:: DOCUMENT EXTRACT ::
**********
Accurate weather forecasting is vital across sectors such as agriculture (Ukhurebor et al., 2022), disaster preparedness (Rakhonde et al., 2024), and energy management (Meenal et al., 2022). In recent years, AI-driven methods, particularly deep learning approaches, have gained prominence for their ability to model complex, non-linear patterns in meteorological time series data. Foundational studies have explored the capabilities of recurrent neural networks (RNNs) like LSTM (Guillén-Navarro et al., 2019) and gated recurrent units (GRUs) (Jin et al., 2020) for sequential prediction tasks, while more recent work has demonstrated the superior long-range modeling power of transformer-based architectures.
Despite these advancements, a key limitation in the existing body of research is the lack of direct, head-to-head comparisons between different neural network architectures using real-world (Prendin et al., 2021), single-station weather data. Most studies either evaluate models in isolation, use synthetic or aggregated datasets, or vary the evaluation criteria, making it difficult to draw practical conclusions about model suitability in real-world forecasting applications.
This study addresses that gap by conducting a systematic comparison of 14 state-of-the-art neural network models, including both RNN and transformer variants, within a standardized framework using real weather data from a single station. By applying consistent evaluation metrics across models and focusing on both short- and long-term forecasting horizons, this work aims to provide actionable insights into model selection for operational forecasting tasks.
Chen et al. (2021) and Zhao, Xiong & Zhu (2024), show that these neural networks achieve significant results in climate forecasting, offering a predictive model that evolves with the inclusion of real-time data. These advances improve the quality of weather forecasts and contribute to a greater understanding and mitigation of the impacts of climate change (dos Santos et al., 2023). Thus, neural networks, including transformer models and RNNs, have emerged as effective technologies to address these challenges (Sherstinsky, 2020; Devlin, 2018; Liu, Bai & Wang, 2024).
Choosing the right approach can be a difficult task since in some cases filter applications can be interesting considering the high non-linearity of the signals (Moreno et al., 2024). In this context, many hybrid methods have been proposed to reduce noise in the signal, thus improving the predictive capacity of the models (Larcher et al., 2024). In addition, multi-criteria optimization techniques are applied to hypertuning the model to make the best possible use of the structure.
The transformer, introduced by Vaswani (2017), proposed an architecture based exclusively on attention mechanisms, eliminating the need for recurrent and convolutional layers. This enabled a significant increase in parallelization and reduced training time in language translation tasks while maintaining or even surpassing the accuracy of previous models (da Silva, Finardi & Stefenon, 2024). In this sense, unlike RNNs, which process inputs sequentially, the transformer uses global attention mechanisms to model dependencies at any position in the sequence. This feature makes the transformer more efficient in terms of computational complexity and especially suitable for long-range tasks such as machine translation and language modeling (Mandal, 2024; Tucudean et al., 2024). In short, models such as RNNs and transformers have been adopted to capture these dynamics, allowing for more robust and adaptive predictions. Recent research shows that these architectures not only capture seasonal patterns but also detect long-term trends that contribute to more accurate climate modeling (Lim & Zohren, 2021).
**********
:: EXERCISE REQUIREMENTS ::
A - Could you edit the passage on neural network weather forecasting from "Chen et al." up to and including "Bai & Wang, 2024).", changing "weather forecasts" to "meteorological forecasts"?
B - Which sectors does the passage on neural network weather forecasting name as ones where accurate forecasting is vital?
The lines play no part in this.

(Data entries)
**********
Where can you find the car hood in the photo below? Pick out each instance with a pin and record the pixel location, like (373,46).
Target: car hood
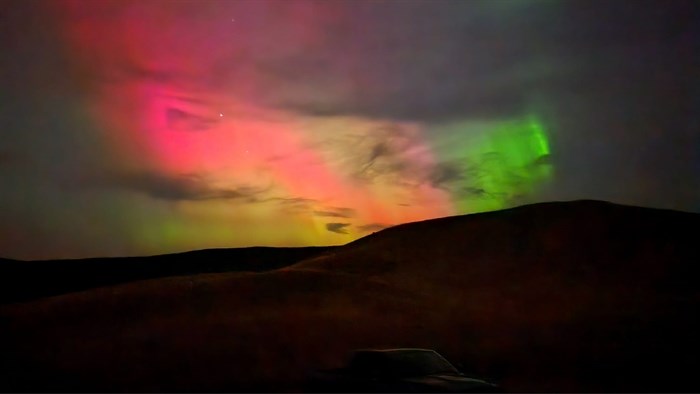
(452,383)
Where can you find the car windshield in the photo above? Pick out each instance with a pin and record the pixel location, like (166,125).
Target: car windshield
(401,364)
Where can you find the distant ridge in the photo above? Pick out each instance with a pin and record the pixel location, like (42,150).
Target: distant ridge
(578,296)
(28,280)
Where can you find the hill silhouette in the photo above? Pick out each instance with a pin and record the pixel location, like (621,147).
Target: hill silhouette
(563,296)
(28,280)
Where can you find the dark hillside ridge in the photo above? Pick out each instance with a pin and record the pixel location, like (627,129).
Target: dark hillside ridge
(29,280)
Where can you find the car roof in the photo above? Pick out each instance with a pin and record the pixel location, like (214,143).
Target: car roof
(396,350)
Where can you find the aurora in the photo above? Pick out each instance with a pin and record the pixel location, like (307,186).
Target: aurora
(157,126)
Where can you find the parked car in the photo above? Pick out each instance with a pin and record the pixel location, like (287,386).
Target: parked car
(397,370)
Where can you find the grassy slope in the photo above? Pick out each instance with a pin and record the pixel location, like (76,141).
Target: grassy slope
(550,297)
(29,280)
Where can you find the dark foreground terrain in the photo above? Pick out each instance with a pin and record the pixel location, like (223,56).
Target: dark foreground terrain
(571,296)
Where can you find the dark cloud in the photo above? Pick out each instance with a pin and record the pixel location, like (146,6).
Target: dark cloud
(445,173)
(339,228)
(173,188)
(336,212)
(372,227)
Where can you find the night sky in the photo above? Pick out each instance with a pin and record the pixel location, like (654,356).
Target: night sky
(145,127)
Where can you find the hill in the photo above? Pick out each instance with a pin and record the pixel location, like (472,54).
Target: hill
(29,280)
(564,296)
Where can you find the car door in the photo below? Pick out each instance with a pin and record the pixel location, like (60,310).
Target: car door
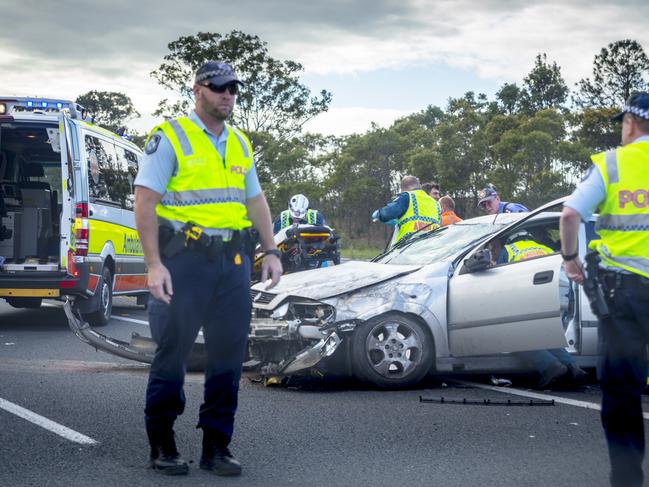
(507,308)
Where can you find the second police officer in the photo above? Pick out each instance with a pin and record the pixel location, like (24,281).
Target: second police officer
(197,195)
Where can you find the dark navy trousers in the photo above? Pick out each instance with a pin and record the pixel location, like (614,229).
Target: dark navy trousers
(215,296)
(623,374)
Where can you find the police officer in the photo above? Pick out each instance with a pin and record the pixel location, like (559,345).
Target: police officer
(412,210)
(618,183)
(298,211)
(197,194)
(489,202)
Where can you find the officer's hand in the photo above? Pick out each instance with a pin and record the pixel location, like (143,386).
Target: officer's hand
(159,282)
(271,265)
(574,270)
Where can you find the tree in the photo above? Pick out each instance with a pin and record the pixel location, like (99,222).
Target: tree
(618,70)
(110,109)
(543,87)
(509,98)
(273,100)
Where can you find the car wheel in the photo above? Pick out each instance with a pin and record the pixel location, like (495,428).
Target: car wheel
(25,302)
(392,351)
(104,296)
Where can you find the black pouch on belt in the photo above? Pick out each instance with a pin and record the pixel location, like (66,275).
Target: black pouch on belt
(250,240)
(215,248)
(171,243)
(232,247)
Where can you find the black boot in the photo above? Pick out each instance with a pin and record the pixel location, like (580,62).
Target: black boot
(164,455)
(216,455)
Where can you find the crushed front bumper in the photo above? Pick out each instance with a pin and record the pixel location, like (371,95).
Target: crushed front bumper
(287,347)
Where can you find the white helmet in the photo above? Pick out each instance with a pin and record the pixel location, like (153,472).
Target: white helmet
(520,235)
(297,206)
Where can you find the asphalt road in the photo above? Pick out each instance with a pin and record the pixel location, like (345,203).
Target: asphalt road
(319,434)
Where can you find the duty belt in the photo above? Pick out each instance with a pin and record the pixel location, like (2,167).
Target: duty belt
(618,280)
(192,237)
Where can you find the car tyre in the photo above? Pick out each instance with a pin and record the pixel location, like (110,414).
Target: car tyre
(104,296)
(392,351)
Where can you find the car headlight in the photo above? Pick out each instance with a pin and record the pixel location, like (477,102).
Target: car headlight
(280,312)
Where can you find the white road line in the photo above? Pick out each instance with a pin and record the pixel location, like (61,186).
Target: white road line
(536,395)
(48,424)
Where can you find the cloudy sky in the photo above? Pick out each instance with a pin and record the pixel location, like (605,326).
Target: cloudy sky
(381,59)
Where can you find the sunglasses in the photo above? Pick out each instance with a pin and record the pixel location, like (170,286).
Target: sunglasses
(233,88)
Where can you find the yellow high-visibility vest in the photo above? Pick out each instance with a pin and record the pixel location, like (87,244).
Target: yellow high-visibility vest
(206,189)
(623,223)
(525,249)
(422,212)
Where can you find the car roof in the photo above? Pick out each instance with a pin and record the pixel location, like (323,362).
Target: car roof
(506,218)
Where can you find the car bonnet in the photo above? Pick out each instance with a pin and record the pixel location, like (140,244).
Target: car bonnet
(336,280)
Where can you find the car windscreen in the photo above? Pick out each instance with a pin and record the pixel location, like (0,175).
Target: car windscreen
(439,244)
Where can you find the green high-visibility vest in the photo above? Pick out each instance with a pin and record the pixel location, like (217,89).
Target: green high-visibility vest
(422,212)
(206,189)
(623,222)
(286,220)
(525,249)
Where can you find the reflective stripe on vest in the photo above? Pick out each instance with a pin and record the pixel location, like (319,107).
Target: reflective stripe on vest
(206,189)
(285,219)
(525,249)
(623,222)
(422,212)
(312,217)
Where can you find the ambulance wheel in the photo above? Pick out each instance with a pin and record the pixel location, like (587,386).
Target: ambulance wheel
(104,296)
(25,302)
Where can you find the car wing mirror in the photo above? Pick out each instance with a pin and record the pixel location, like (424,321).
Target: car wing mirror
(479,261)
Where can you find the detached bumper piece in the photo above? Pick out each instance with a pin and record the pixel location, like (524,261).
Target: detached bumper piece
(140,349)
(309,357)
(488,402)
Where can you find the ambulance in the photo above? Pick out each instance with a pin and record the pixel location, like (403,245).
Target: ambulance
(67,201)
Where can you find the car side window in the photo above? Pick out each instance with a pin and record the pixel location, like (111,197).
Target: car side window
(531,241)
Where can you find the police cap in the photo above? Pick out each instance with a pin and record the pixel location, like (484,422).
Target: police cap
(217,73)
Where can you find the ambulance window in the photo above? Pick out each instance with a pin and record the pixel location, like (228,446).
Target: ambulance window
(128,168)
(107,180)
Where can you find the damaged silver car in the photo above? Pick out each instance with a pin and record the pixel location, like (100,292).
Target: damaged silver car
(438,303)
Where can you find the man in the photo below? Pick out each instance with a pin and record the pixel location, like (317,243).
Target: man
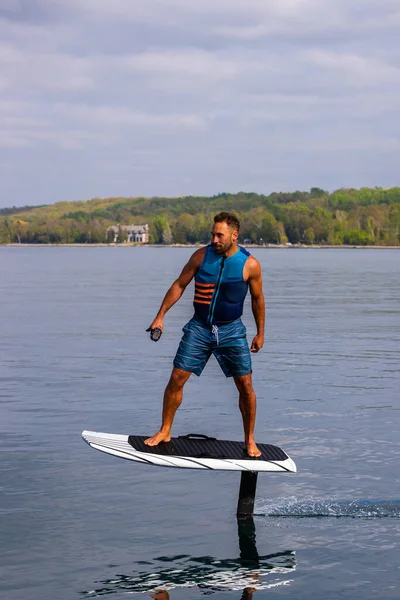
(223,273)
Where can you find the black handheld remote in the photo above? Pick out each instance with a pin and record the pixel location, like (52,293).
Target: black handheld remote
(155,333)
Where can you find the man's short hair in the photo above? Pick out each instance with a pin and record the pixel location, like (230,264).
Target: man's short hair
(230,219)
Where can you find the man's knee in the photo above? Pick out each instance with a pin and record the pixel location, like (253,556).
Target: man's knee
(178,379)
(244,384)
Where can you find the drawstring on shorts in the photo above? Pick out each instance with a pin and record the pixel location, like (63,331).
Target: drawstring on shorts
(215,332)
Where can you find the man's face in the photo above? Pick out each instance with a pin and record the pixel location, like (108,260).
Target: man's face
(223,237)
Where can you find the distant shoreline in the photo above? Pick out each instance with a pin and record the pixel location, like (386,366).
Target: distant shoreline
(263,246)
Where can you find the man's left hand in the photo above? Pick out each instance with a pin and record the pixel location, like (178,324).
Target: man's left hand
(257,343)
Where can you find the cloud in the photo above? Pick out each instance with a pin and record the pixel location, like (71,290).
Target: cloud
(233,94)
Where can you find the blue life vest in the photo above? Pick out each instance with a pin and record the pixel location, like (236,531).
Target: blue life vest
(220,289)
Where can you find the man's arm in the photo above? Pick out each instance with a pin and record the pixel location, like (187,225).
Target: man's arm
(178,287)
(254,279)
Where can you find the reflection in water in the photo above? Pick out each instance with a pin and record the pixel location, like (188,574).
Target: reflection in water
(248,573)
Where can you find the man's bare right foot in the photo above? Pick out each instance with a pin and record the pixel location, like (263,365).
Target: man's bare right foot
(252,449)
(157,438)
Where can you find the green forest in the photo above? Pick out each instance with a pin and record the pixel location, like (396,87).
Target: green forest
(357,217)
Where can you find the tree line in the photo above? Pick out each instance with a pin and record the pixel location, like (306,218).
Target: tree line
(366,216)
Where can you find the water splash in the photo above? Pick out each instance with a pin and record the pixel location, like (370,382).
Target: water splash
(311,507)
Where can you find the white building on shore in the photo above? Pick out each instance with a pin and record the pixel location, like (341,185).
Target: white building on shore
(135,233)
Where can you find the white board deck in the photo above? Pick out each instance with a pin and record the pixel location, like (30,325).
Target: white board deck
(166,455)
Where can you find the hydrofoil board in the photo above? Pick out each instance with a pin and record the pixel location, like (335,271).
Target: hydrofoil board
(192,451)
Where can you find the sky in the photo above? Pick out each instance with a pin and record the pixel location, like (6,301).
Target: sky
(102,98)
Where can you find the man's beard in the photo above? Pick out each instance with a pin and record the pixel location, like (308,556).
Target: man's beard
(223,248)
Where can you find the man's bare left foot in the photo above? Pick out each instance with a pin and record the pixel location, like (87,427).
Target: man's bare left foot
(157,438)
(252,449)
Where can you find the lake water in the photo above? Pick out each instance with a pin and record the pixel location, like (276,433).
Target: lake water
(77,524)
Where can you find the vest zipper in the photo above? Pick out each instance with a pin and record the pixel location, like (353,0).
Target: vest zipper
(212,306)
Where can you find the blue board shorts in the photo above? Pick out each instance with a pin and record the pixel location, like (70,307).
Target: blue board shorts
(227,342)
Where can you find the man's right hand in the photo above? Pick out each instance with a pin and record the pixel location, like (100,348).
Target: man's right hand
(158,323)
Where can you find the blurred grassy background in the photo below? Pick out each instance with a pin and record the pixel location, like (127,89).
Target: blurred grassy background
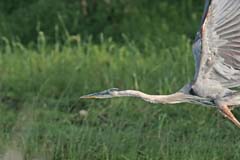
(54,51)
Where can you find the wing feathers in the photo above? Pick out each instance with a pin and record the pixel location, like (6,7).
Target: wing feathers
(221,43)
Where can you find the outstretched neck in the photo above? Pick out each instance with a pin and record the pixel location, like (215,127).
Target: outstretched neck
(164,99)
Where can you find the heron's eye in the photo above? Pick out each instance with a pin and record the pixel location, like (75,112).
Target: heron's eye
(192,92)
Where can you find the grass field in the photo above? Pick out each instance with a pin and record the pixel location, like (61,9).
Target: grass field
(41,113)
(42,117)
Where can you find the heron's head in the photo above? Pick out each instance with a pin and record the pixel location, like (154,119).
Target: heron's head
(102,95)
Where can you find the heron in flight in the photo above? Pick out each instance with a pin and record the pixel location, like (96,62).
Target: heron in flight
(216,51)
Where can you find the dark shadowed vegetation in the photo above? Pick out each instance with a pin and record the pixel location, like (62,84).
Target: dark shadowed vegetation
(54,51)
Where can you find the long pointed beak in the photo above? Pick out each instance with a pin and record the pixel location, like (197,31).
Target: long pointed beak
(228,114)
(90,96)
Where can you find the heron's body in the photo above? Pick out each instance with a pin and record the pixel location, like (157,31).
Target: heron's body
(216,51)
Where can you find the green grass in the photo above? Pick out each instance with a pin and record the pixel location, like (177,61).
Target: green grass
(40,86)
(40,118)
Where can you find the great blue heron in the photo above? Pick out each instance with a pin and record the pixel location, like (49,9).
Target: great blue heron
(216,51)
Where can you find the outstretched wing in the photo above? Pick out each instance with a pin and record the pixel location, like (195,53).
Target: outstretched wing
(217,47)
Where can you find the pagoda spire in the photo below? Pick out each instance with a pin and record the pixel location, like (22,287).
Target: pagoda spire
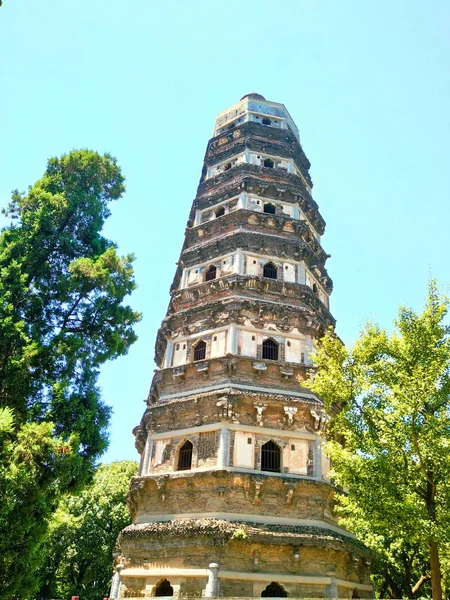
**********
:: RESPONSES TO THE EXERCISE ::
A -
Chen et al. (2021) and Zhao, Xiong & Zhu (2024), show that these neural networks achieve significant results in climate forecasting, offering a predictive model that evolves with the inclusion of real-time data. These advances improve the quality of meteorological forecasts and contribute to a greater understanding and mitigation of the impacts of climate change (dos Santos et al., 2023). Thus, neural networks, including transformer models and RNNs, have emerged as effective technologies to address these challenges (Sherstinsky, 2020; Devlin, 2018; Liu, Bai & Wang, 2024).

B - Agriculture, disaster preparedness, and energy management.